● Selected extract:
* * * * * * *

One effective strategy for addressing the challenge of distinguishing between human and AI-generated content is text watermarking. This technique embeds a subtle signature within the generated text, allowing for its later identification. A notable approach within this realm is generative watermarking, which integrates the watermark directly into the text generation process. By modifying the probability distribution of the next token, the language model (LLM) introduces a statistical signature that can be detected later. This method has the advantage of minimal computational overhead and does not require access to the underlying LLM, making it suitable for large-scale implementation.

How Generative Watermarking Works

The text generation process of an LLM is inherently autoregressive. It assigns probabilities to various vocabulary elements and selects the next token based on these probabilities. Generative watermarking exploits this autoregressive nature by altering the next-token sampling procedure. This adjustment introduces unique context-specific alterations to the generated text, resulting in a distinct statistical signature. During detection, this signature can be analyzed to ascertain if the text originated from the watermarked LLM.

 

image-20241112-123813.png

 

SynthID-Text represents a novel generative watermarking scheme that enhances existing techniques. It introduces a new sampling algorithm known as Tournament sampling, which can be configured for either non-distortionary (preserving text quality) or distortionary (enhancing watermark detectability) modes. In both configurations, SynthID-Text demonstrates superior detection rates compared to previous methods. The non-distortionary mode has already been successfully integrated into systems like Gemini and Gemini Advanced, showcasing its practical applicability in real-world scenarios.

Watermarking with SynthID-Text

LLMs generate text by considering preceding context, such as responding to a prompt. Given a sequence of tokens, the LLM calculates the probability distribution of the next token based on prior context. The generative watermarking scheme comprises three main components: a random seed generator, a sampling algorithm, and a scoring function. The random seed generator provides a seed for each generation step, while the sampling algorithm uses this seed to select the next token, introducing correlations that are measurable during watermark detection.

* * * * * * *

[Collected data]
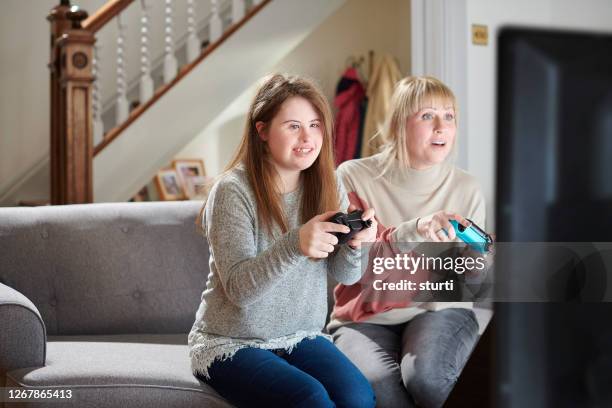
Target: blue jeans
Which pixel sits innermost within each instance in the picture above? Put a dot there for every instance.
(314, 374)
(415, 363)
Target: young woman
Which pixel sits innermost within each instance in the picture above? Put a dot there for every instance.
(410, 352)
(257, 336)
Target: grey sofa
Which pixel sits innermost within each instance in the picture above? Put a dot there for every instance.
(99, 298)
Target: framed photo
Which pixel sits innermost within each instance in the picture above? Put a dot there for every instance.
(192, 176)
(169, 185)
(142, 195)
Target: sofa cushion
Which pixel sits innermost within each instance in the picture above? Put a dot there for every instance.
(110, 268)
(121, 370)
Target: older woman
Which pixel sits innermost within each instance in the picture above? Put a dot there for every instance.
(412, 353)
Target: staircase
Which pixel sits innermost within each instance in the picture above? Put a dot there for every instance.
(101, 150)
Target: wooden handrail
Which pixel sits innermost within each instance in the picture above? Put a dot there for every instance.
(116, 131)
(106, 13)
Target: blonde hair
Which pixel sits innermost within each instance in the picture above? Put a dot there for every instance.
(320, 192)
(410, 95)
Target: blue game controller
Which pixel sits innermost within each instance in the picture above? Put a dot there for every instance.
(473, 235)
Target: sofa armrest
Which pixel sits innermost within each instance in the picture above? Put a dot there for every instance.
(23, 336)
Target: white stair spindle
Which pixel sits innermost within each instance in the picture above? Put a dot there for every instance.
(121, 108)
(146, 82)
(170, 63)
(96, 96)
(215, 25)
(238, 8)
(193, 43)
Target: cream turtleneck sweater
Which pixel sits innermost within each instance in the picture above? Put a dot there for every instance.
(400, 198)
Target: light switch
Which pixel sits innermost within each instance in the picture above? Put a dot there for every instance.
(480, 34)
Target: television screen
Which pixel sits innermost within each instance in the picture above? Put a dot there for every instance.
(554, 184)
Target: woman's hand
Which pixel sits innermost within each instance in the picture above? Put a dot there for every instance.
(439, 228)
(316, 239)
(365, 235)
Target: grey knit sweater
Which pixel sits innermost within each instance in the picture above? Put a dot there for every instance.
(261, 291)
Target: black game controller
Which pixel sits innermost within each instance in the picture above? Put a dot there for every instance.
(353, 221)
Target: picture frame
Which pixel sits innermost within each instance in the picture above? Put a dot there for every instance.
(192, 176)
(142, 195)
(168, 185)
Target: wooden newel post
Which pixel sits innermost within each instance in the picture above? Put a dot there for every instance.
(71, 107)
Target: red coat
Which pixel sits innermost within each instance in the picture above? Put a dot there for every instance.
(349, 97)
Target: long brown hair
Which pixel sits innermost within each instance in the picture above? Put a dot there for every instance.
(320, 191)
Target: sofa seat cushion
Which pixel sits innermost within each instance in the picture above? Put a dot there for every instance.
(121, 370)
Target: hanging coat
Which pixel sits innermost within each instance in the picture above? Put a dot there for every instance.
(380, 88)
(350, 95)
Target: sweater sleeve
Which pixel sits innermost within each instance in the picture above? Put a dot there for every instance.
(345, 262)
(230, 223)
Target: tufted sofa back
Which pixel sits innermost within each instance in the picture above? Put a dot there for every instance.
(107, 268)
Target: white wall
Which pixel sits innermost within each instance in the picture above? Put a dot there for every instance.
(354, 29)
(481, 60)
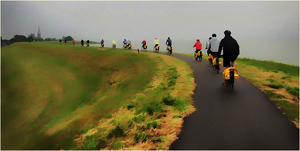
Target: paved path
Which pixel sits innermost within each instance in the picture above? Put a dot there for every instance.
(242, 119)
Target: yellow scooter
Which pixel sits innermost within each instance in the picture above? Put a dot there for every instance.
(229, 75)
(129, 46)
(169, 49)
(157, 49)
(124, 46)
(210, 59)
(199, 55)
(144, 48)
(216, 63)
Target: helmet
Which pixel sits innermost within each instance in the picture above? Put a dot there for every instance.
(227, 32)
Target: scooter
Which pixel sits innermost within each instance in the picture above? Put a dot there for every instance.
(210, 59)
(216, 63)
(157, 49)
(169, 49)
(229, 75)
(129, 46)
(124, 46)
(144, 48)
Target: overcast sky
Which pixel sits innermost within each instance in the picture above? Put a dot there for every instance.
(137, 20)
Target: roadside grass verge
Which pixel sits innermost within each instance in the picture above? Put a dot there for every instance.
(153, 119)
(279, 81)
(51, 93)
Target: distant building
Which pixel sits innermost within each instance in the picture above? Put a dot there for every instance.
(39, 33)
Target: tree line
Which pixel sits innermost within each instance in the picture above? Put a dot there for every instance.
(30, 38)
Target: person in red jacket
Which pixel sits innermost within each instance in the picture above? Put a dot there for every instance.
(198, 46)
(144, 43)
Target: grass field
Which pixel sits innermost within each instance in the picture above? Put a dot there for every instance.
(279, 81)
(53, 94)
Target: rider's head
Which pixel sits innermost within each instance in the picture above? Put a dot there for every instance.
(227, 32)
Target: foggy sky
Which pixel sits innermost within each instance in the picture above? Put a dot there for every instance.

* * * * * * *

● Exercise:
Using the watermarking extract, answer these questions:
1. What is the name of the new sampling algorithm that SynthID-Text introduces?
2. Which systems have already integrated the non-distortionary mode?
3. What are the three main components of the generative watermarking scheme?
Rely only on the watermarking extract for your answers.

● The completed task:
1. Tournament sampling.
2. Gemini and Gemini Advanced.
3. A random seed generator, a sampling algorithm, and a scoring function.